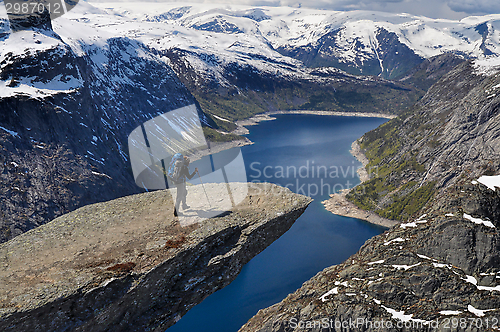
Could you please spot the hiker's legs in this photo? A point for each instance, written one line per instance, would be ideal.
(184, 196)
(181, 195)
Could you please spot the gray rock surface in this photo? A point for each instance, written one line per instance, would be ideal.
(129, 265)
(440, 269)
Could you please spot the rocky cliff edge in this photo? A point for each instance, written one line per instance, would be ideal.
(129, 265)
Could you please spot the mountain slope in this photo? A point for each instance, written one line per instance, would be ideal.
(360, 42)
(66, 115)
(441, 266)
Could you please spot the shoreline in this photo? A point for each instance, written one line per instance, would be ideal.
(241, 129)
(339, 205)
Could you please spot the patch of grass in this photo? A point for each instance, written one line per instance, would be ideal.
(404, 207)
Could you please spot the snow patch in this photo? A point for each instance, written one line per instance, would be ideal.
(405, 267)
(487, 66)
(450, 312)
(330, 292)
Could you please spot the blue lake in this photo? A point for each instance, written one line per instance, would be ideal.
(310, 155)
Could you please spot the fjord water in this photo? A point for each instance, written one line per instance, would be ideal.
(292, 151)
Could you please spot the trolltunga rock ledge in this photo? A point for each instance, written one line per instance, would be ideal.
(129, 265)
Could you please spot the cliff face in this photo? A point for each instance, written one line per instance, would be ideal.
(442, 264)
(66, 114)
(128, 265)
(451, 134)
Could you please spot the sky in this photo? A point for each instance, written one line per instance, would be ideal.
(451, 9)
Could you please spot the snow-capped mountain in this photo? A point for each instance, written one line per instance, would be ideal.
(67, 108)
(359, 42)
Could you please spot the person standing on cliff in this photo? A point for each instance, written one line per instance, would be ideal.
(180, 183)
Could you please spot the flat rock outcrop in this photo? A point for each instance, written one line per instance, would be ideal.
(129, 265)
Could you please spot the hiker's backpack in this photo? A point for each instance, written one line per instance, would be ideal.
(174, 169)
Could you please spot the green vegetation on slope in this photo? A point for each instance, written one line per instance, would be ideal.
(394, 190)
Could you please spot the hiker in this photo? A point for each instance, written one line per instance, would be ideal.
(180, 172)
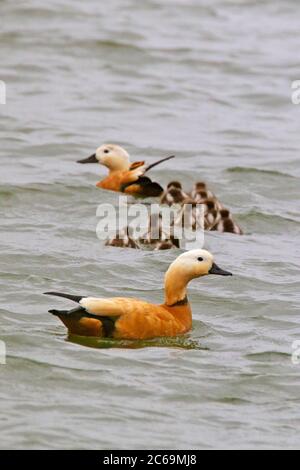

[Stated exercise]: Please gather every line of the records that contains the word "cliff" and copy each one in full.

[Expected output]:
Could you please spot the rocky cliff edge in this photo? A point for each instance, written one line per instance, would be ideal.
Could you please spot the cliff face in this photo? A point for each instance, written one line per instance, would be ideal.
Could you please spot the person standing on cliff in this photo? A point for each instance, written one line per instance, would be ideal.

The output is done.